Sunday, July 23, 2017

Bohemian Printmakers in Siberian Captivity Part 1: Ferdinand Michl

Ferdinand Michl (1877-1951) was born in Prague, the son of a German businessman and a Czech mother.  He studied at the Prague Academy under Maximilian Pirner and, later, Franz Thiele.  One of his closest friends at the Academy was the Czech painter and printmaker Tavik Simon.  A scholarship from the German-Bohemian society allowed Michl to study for six months under Johann Herterich at the Munich Academy in 1900.  In 1904, he traveled with Tavik Simon to Paris, where the pair set up a studio together on the Left Bank.

Guignol in den Champs-Elysées (1908) by Ferdinand Michl
Courtesy of Henning Fine Art
(vernis mou with aquatint)

Michl probably had some rudimentary training in etching at the Prague Academy, but surely supplemented that with invaluable technical advice that he picked up through his friendship with Simon.  His Parisian prints of this time period show him producing soft ground etchings, drypoints, and aquatints.  He earned a living providing illustrations for humorous magazines like Le Rire while developing public recognition through exhibitions of his work in the Salon de la Societe Nationale des Beaux-Arts, the Salon d'Automne, the Salon des Humoristes, and the Galerie Georges Petit.  Michl’s favorite museum in Paris was the Musée Guimet because of its holdings of Chinese and Japanese paintings and woodblock prints.

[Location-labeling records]
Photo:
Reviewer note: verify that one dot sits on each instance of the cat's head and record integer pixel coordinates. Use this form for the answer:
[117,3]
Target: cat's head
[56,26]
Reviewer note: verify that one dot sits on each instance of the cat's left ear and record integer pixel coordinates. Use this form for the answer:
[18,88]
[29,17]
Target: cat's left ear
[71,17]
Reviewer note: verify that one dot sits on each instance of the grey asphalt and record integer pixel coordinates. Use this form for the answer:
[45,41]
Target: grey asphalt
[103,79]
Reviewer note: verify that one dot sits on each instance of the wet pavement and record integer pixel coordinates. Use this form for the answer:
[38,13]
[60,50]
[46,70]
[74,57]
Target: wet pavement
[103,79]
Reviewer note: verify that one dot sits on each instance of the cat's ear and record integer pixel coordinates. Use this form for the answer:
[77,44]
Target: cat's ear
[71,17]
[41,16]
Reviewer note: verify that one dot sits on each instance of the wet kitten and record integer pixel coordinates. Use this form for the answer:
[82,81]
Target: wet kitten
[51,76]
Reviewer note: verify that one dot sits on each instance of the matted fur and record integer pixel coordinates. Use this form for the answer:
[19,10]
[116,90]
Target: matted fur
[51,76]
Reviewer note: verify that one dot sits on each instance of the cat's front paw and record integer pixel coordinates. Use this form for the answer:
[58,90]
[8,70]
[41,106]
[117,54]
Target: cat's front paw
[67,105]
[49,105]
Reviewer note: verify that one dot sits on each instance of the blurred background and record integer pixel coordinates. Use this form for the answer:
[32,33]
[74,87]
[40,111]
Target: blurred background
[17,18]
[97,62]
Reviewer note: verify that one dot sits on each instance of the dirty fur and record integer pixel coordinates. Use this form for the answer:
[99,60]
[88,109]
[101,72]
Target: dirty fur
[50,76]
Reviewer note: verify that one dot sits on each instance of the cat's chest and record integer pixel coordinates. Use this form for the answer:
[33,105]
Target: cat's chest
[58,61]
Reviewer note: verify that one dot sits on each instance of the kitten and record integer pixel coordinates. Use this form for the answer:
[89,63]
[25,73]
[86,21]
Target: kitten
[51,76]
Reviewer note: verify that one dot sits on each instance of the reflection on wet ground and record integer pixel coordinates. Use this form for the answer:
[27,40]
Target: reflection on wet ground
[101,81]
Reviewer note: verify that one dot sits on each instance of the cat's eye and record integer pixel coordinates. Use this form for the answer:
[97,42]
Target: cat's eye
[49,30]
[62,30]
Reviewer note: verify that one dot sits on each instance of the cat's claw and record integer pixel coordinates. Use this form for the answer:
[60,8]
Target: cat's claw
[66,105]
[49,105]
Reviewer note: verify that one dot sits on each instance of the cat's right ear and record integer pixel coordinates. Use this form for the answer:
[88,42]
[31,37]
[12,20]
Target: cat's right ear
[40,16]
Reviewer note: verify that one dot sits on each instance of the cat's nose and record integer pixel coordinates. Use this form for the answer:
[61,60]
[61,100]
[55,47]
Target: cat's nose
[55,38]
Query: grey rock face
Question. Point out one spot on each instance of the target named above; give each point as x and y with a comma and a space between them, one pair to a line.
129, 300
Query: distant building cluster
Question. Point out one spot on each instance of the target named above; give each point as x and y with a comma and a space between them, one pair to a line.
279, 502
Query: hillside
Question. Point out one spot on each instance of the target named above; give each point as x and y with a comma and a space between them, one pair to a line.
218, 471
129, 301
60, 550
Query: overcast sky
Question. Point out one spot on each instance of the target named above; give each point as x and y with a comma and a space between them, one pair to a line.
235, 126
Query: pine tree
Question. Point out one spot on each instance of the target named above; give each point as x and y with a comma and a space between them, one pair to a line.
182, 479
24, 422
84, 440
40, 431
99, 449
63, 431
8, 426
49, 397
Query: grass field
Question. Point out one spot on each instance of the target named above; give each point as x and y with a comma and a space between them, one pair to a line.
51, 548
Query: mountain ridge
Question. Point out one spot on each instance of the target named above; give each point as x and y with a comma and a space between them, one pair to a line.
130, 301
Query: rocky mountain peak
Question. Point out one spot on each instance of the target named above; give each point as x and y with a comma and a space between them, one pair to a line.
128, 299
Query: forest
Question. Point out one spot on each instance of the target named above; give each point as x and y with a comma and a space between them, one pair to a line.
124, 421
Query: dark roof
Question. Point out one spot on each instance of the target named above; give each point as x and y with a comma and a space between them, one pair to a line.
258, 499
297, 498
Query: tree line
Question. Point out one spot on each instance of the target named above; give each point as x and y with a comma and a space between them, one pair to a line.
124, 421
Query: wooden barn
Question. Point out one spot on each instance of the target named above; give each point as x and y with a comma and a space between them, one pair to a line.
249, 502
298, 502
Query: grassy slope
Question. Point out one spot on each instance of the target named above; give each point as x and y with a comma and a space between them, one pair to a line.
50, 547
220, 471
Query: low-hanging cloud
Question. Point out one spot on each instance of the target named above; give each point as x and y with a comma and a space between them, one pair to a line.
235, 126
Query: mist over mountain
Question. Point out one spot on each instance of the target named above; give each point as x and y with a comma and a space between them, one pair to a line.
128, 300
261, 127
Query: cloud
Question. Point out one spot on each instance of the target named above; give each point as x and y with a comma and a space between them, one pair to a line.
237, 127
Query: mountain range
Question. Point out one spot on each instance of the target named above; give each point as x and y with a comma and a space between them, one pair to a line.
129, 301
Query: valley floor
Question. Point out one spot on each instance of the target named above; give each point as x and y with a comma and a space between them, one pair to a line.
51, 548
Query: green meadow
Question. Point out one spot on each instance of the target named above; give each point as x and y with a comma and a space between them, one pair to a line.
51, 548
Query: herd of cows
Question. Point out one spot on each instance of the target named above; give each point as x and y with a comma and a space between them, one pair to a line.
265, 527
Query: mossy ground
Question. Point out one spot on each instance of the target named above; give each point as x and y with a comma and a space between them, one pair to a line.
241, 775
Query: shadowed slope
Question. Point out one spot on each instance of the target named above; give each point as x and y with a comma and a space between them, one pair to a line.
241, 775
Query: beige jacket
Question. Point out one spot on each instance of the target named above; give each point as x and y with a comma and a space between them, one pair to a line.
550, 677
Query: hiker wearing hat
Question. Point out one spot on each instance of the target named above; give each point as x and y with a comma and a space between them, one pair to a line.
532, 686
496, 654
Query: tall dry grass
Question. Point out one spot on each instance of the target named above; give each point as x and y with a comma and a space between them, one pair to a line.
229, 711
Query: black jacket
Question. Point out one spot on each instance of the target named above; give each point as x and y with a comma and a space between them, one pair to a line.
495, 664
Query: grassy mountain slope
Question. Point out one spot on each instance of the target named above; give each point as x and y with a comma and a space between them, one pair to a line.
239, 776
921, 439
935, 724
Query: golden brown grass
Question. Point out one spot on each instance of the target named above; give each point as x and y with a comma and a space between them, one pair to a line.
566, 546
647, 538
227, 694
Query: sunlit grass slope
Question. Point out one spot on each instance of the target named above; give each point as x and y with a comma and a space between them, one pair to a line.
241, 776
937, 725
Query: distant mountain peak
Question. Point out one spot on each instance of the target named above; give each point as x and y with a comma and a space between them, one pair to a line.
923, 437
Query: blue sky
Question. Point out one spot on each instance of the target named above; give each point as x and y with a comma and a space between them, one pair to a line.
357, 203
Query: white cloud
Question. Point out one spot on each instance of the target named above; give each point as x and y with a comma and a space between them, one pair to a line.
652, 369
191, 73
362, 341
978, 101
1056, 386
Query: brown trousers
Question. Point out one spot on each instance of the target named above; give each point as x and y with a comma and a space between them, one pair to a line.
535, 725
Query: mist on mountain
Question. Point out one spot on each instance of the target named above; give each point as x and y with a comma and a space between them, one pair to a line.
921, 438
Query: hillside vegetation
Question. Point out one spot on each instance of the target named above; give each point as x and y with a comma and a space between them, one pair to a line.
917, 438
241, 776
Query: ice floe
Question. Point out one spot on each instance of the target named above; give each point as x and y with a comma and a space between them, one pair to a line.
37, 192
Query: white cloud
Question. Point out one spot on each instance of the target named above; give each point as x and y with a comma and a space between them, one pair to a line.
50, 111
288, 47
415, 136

What is required: According to the biography of Ferdinand Michl, which Paris museum was his favorite? The items were gathered from a separate source.

Written answer: The Musée Guimet.